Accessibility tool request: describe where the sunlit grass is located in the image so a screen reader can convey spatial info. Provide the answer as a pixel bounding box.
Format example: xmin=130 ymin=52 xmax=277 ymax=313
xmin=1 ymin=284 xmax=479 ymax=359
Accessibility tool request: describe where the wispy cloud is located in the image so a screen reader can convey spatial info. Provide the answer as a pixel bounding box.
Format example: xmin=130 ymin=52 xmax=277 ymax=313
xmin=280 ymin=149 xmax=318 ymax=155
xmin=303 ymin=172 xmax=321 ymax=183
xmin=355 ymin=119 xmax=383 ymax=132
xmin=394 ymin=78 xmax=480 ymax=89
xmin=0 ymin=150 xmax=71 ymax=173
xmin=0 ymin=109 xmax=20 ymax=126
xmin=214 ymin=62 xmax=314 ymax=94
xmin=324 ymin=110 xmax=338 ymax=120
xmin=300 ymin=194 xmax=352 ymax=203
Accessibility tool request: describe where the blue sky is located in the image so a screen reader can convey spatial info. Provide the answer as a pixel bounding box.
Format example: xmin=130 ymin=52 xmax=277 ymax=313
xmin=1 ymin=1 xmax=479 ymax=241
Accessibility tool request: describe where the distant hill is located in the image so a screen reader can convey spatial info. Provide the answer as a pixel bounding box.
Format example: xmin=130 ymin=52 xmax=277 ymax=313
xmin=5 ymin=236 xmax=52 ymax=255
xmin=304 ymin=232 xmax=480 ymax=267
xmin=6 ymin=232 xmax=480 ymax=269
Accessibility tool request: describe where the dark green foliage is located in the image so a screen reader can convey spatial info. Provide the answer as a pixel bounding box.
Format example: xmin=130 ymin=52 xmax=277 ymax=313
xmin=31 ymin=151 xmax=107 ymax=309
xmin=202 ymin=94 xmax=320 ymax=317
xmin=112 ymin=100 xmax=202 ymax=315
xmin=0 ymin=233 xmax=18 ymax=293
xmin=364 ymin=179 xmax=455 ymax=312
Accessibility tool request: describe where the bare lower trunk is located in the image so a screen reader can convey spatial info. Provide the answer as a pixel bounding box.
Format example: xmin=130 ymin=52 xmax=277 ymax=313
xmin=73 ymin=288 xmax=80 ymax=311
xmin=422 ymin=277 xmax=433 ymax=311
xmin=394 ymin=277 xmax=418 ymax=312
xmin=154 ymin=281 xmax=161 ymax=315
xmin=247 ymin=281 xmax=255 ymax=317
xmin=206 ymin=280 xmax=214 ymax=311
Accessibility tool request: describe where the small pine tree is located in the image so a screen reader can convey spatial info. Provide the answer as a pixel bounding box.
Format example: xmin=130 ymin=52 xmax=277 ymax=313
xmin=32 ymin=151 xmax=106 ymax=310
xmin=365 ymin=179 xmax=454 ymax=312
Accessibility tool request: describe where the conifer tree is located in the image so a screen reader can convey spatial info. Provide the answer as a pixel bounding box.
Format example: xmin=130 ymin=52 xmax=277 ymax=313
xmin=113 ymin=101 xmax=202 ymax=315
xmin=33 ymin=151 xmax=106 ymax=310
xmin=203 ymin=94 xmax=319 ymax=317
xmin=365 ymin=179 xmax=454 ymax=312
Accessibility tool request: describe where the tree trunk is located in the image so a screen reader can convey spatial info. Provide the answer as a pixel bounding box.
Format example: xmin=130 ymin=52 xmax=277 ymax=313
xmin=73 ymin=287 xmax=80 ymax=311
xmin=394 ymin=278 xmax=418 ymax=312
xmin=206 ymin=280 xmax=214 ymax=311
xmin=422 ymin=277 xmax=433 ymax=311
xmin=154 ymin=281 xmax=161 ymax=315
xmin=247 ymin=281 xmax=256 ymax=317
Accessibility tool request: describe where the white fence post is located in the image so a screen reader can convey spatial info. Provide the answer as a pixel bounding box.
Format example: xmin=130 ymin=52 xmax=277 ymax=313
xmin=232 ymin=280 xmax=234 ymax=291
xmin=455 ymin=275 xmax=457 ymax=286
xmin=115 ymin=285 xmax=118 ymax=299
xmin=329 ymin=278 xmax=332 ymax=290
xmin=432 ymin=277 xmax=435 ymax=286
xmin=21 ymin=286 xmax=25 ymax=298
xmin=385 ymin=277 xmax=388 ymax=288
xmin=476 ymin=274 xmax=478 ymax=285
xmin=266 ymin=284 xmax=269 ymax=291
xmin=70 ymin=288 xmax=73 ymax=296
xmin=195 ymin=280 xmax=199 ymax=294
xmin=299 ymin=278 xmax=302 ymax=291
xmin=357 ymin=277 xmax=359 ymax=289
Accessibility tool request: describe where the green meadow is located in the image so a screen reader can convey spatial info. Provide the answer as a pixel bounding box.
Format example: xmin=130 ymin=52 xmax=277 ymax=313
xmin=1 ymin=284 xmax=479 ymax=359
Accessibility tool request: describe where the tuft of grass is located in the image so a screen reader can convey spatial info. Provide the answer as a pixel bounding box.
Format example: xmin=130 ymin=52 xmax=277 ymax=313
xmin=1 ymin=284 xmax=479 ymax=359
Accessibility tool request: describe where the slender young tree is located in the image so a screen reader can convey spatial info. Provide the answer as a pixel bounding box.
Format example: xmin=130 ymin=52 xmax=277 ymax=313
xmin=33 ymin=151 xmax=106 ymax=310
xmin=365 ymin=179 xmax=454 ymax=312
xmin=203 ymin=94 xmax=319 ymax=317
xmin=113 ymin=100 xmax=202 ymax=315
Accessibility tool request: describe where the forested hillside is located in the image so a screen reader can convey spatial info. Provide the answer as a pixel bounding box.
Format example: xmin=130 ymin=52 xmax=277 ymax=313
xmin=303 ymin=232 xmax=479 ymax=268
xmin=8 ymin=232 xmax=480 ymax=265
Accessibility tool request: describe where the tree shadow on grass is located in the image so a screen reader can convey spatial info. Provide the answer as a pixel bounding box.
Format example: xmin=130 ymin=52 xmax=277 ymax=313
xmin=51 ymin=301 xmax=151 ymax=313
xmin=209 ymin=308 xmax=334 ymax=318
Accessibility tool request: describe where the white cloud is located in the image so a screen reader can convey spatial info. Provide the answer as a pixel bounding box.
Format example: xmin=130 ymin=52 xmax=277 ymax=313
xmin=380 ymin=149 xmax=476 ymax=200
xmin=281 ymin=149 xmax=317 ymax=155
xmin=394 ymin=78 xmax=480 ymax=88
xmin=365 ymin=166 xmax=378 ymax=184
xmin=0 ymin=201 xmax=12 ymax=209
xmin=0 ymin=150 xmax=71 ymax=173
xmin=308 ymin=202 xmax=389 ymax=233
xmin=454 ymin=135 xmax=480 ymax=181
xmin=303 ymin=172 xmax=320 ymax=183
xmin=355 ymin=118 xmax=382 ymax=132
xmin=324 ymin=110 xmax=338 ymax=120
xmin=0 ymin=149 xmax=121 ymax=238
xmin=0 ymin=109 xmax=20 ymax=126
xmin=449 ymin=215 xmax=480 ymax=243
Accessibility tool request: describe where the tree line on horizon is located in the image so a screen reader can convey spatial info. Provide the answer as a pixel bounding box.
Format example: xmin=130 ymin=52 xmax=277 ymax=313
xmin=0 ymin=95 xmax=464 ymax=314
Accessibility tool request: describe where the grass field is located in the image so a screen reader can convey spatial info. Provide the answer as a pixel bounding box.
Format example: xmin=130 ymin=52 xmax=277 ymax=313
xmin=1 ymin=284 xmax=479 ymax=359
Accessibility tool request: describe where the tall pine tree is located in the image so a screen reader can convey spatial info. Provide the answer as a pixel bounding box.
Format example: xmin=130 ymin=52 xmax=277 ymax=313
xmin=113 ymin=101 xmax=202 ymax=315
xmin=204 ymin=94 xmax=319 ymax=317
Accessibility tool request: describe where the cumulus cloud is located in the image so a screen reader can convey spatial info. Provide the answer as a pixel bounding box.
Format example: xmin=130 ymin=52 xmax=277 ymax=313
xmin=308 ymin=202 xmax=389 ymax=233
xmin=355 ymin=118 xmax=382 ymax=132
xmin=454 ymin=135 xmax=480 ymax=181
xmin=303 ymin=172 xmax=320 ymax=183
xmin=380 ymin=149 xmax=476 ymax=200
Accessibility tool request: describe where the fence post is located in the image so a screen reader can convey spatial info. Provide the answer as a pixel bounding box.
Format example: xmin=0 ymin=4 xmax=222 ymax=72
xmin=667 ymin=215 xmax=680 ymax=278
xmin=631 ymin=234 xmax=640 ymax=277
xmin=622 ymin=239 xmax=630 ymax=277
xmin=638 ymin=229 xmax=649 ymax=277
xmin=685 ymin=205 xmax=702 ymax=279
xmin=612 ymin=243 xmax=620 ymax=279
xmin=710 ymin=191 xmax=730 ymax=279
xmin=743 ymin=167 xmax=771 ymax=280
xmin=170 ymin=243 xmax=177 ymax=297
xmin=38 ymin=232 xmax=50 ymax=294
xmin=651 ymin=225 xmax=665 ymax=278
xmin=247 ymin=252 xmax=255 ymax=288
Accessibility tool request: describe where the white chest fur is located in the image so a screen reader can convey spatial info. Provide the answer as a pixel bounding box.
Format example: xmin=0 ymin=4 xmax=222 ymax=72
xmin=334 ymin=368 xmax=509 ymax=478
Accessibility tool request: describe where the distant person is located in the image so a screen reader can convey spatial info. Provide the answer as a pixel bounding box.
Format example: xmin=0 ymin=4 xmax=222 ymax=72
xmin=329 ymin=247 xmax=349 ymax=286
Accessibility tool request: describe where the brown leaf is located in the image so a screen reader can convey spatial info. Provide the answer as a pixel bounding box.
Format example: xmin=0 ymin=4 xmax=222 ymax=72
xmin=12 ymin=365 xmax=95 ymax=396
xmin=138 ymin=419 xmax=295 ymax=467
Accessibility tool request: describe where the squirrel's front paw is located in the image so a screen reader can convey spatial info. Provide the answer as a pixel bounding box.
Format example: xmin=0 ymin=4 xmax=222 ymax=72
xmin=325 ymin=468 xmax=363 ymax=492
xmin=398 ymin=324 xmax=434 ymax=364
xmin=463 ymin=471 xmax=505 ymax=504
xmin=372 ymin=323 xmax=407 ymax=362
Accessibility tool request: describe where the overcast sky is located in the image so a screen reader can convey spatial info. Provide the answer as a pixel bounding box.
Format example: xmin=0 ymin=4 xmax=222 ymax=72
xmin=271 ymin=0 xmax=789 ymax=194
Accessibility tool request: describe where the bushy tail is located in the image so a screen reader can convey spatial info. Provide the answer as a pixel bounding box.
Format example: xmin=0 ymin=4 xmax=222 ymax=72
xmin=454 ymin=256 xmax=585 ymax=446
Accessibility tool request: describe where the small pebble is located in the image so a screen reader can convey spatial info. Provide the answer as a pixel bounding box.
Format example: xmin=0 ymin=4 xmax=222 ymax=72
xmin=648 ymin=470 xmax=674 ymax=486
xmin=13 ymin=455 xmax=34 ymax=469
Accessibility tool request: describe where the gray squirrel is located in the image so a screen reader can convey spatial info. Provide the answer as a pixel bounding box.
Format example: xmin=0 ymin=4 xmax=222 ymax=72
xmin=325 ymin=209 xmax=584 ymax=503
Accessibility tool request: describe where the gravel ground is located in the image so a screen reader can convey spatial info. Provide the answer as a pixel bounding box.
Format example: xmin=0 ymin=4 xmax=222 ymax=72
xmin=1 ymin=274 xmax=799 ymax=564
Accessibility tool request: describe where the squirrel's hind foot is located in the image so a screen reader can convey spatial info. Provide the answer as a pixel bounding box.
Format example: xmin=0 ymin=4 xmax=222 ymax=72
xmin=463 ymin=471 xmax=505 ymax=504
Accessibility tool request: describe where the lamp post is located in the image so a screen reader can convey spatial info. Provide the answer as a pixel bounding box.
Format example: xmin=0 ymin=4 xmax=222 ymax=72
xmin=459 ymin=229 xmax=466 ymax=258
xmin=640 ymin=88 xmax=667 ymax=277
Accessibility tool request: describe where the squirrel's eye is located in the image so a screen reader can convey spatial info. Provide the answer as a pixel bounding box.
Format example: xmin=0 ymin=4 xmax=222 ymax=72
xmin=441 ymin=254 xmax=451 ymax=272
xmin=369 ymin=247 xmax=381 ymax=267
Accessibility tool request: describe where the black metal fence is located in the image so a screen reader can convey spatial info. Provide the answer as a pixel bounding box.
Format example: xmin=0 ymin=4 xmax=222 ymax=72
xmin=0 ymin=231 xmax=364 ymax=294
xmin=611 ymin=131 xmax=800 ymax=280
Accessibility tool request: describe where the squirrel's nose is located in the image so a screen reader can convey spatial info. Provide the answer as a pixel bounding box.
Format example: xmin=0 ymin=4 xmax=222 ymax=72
· · · ·
• Work order: Could you copy each line of the material that holds "small"?

• Answer section:
Accessibility tool request: describe where the small pine tree is located in the image so a screen reader can convey spatial info. Provide the answer as a pixel bounding box.
Accessibility tool request: describe where the small pebble is located in the image so a screen reader can convey spatial info. Provide the answer as a pixel bounding box.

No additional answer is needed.